REQUEST: Could you repeat the entries word for word, starting at their first line and ending with the line that contains "254), (22, 250)]", both included?
== == ==
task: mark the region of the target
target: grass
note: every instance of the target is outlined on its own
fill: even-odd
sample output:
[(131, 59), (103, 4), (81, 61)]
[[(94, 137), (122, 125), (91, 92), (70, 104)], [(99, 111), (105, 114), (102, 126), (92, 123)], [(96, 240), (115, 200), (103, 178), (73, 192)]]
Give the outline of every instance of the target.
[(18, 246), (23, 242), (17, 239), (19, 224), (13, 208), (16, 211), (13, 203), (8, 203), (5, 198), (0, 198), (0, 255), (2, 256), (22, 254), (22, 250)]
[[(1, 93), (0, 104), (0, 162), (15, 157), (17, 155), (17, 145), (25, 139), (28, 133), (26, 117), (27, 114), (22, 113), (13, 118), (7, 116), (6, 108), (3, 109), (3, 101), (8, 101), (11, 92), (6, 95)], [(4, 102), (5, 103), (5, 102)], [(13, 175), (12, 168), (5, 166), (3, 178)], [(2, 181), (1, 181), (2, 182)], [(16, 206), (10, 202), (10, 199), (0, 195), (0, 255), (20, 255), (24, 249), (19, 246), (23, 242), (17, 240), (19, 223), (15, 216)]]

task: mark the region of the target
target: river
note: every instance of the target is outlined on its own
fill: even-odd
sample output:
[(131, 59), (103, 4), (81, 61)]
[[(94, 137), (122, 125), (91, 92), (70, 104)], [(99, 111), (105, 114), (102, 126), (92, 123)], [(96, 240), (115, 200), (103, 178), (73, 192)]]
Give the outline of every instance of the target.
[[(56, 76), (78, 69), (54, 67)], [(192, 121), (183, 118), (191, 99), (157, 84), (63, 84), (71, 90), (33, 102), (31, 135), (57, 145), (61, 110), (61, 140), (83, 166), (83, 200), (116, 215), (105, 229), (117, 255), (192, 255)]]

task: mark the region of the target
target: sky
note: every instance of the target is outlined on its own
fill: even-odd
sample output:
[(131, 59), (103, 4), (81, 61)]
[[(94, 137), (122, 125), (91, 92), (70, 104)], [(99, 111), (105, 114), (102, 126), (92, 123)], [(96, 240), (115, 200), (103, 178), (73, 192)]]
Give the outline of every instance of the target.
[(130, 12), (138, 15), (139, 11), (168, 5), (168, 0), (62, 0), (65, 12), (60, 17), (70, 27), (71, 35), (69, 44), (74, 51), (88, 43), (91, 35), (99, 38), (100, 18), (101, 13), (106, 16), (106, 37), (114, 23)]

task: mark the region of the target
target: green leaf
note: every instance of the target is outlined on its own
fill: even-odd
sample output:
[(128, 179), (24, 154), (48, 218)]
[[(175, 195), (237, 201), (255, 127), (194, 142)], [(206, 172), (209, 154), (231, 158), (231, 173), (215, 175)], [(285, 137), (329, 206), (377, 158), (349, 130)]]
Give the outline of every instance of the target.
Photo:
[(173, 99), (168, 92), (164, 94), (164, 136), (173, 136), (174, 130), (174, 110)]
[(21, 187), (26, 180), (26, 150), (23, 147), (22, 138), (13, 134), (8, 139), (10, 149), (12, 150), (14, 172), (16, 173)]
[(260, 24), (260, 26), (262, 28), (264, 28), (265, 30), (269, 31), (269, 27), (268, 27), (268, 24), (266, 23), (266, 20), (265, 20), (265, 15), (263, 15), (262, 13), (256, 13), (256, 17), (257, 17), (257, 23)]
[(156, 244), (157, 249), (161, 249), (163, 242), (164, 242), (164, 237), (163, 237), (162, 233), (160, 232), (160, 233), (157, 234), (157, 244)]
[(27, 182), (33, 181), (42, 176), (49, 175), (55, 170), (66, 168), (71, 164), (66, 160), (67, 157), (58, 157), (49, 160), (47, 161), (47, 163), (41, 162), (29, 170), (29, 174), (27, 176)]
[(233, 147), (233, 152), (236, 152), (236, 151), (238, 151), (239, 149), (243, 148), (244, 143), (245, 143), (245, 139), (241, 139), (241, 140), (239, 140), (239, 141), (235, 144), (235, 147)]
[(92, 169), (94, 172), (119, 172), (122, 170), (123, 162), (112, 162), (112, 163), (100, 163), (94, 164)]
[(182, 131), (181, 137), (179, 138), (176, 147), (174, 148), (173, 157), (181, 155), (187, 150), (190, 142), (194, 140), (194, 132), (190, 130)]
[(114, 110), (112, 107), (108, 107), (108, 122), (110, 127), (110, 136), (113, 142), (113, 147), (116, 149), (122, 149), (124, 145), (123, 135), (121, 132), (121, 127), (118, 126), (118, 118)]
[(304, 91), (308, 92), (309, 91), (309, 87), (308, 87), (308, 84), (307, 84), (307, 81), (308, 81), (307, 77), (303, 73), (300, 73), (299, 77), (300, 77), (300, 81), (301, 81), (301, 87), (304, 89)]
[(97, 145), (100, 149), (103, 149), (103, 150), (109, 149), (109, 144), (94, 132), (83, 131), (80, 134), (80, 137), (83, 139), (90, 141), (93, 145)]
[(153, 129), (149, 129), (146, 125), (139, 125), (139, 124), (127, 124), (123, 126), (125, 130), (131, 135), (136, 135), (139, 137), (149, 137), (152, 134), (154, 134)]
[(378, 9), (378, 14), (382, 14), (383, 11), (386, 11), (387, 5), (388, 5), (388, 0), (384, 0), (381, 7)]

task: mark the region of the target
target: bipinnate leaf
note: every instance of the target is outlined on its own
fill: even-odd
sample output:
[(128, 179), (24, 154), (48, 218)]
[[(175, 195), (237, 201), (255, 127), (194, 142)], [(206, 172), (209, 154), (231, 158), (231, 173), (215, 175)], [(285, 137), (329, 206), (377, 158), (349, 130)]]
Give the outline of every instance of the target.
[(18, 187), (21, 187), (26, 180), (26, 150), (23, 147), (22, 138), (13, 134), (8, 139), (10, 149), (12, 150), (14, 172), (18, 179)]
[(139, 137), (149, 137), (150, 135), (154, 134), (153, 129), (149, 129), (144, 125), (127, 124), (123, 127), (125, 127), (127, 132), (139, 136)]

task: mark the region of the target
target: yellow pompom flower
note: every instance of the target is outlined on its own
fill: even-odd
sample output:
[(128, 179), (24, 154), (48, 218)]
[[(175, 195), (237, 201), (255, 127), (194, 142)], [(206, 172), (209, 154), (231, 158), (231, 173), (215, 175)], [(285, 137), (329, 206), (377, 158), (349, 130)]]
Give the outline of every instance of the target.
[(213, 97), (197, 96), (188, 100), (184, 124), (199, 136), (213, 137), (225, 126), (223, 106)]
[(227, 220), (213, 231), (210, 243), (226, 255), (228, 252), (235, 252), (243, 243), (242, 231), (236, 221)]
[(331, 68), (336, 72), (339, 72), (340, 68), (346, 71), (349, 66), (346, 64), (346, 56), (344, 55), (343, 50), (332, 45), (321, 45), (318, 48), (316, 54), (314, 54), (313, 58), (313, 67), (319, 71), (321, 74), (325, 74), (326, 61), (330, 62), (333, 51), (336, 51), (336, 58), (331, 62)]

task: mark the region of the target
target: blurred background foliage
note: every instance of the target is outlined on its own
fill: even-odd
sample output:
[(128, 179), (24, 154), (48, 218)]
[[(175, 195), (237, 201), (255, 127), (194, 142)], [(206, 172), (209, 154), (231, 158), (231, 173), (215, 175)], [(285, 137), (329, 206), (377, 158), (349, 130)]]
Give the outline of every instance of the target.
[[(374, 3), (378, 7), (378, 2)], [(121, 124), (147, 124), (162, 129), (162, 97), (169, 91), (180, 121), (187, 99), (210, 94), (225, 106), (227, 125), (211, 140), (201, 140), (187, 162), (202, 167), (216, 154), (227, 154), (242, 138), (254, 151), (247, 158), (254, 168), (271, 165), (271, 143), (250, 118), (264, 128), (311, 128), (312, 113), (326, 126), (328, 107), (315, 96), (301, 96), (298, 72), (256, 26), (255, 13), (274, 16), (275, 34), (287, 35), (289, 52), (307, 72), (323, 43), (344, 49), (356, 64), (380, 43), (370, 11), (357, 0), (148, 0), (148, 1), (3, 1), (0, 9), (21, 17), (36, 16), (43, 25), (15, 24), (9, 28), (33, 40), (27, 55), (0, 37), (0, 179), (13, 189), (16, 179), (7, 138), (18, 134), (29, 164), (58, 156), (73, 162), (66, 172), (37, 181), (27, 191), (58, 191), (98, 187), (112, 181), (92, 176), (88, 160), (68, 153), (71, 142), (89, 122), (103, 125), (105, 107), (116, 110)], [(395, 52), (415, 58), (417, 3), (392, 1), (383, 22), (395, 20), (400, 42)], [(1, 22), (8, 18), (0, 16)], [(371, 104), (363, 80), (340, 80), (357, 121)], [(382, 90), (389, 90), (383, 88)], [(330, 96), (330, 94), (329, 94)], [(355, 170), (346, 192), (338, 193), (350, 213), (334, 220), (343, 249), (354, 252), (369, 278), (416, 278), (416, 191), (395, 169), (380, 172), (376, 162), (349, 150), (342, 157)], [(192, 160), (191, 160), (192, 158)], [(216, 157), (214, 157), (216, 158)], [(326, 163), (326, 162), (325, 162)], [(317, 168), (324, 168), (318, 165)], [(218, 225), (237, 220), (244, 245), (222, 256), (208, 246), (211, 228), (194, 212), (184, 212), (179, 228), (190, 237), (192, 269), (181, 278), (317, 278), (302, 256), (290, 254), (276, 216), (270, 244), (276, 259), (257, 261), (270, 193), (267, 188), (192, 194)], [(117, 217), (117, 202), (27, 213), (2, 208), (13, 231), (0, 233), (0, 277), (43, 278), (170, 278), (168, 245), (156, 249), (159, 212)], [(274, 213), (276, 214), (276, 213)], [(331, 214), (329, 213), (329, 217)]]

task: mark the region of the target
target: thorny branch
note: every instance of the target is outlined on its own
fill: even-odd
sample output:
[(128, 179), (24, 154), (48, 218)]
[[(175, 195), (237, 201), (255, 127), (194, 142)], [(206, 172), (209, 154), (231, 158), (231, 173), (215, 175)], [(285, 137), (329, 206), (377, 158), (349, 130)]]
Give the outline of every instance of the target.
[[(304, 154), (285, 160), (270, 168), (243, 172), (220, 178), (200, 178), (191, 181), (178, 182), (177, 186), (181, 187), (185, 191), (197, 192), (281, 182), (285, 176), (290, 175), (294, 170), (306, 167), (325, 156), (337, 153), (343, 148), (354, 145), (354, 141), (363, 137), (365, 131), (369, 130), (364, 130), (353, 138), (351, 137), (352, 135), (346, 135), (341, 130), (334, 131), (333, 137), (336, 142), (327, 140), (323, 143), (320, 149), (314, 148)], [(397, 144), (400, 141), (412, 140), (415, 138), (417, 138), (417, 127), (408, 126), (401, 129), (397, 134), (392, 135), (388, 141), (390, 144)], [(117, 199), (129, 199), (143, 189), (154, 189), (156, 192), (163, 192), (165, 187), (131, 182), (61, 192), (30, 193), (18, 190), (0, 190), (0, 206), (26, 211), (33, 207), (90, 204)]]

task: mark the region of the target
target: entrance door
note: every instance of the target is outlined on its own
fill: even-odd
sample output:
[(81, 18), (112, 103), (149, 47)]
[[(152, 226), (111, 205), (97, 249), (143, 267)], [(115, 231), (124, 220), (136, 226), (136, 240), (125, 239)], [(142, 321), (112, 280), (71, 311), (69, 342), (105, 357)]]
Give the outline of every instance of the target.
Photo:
== == ==
RESPONSE:
task: mark the region of the target
target: grass
note: every instance of the target is outlined on its own
fill: even-odd
sample output:
[(131, 59), (103, 4), (81, 61)]
[[(94, 137), (122, 125), (91, 92), (70, 104)], [(99, 111), (105, 114), (102, 126), (92, 123)], [(96, 240), (115, 200), (103, 178), (73, 192)]]
Give the outline of every instance of the target.
[(18, 246), (23, 242), (17, 239), (19, 224), (13, 208), (16, 211), (13, 203), (8, 203), (5, 198), (0, 198), (0, 255), (2, 256), (22, 254), (22, 250)]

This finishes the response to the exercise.